Expenditures on food and beverages vary considerably by socioeconomic group. Food purchases as a percentage of total expenditures are high for the poor, whose diet consists primarily of basic foodstuffs like corn tortillas, beans and rice. Imported food products consumed by the lower income groups are few and include such bulk commodities as nonfat dehydrated milk and beans.
Wealthier consumers can afford to buy a wide variety of imported products, including high-value consumer products such as french fries, prime meat cuts and frozen prepared meals.
A Helping Hand
Mexico offers great opportunities for U.S. suppliers of food and agricultural products. But doing business in Mexico is not easy.
The U.S. Agricultural Trade Office (ATO) in Mexico City can help you. Its mission is to help U.S. food and agricultural companies build their exports.

● Brief 1:
Update the rows below so that "evaluation set" becomes "test set" wherever it occurs, keeping every other part of the rows the same.
● Brief 2:
Write what comes next in the passage on selling U.S. food products in Mexico, picking up after its final sentence.

● Entries shown:
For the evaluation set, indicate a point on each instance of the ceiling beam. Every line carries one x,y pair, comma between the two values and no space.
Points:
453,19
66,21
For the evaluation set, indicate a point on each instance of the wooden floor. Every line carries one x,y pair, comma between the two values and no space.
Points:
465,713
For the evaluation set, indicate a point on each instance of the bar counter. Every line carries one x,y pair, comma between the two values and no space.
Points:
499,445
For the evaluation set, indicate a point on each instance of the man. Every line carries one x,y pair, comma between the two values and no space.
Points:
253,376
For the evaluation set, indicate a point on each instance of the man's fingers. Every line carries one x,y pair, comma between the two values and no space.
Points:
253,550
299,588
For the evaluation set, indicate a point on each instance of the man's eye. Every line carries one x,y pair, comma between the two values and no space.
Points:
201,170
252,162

● Task answer 1:
For the test set, indicate a point on each instance of the ceiling beam. Every line carries one x,y pair, comma between the two values and no space.
Points:
453,19
66,21
For the test set, indicate a point on each instance of the wooden floor. Every line carries one x,y pair, comma between the two values and no space.
Points:
465,713
For the test set, indicate a point on each instance of the bar counter. Every line carries one x,y pair, comma between the two values and no space.
Points:
499,445
For the test set, indicate a point on each instance of the man. Every line carries one x,y pair, comma between the two values and no space.
Points:
253,376
For the test set, indicate a point on each instance of the man's fingers. Every line carries one x,y pair, comma between the two values and no space.
Points:
253,550
299,588
For the test set, indicate a point on each instance of the man's eye. Every line carries one x,y pair, comma between the two values and no space.
Points:
201,170
252,162

● Task answer 2:
The office is staffed by personnel who are knowledgeable in the local market and can steer you in the proper direction. It has meeting rooms and kitchen facilities to hold seminars or product demonstrations. The office maintains lists of feebased service providers (for example, interpreters) who can be of assistance during your stay. The office coordinates the annual U.S. Food and Beverage Exhibition and can provide research reports on markets for selected product categories.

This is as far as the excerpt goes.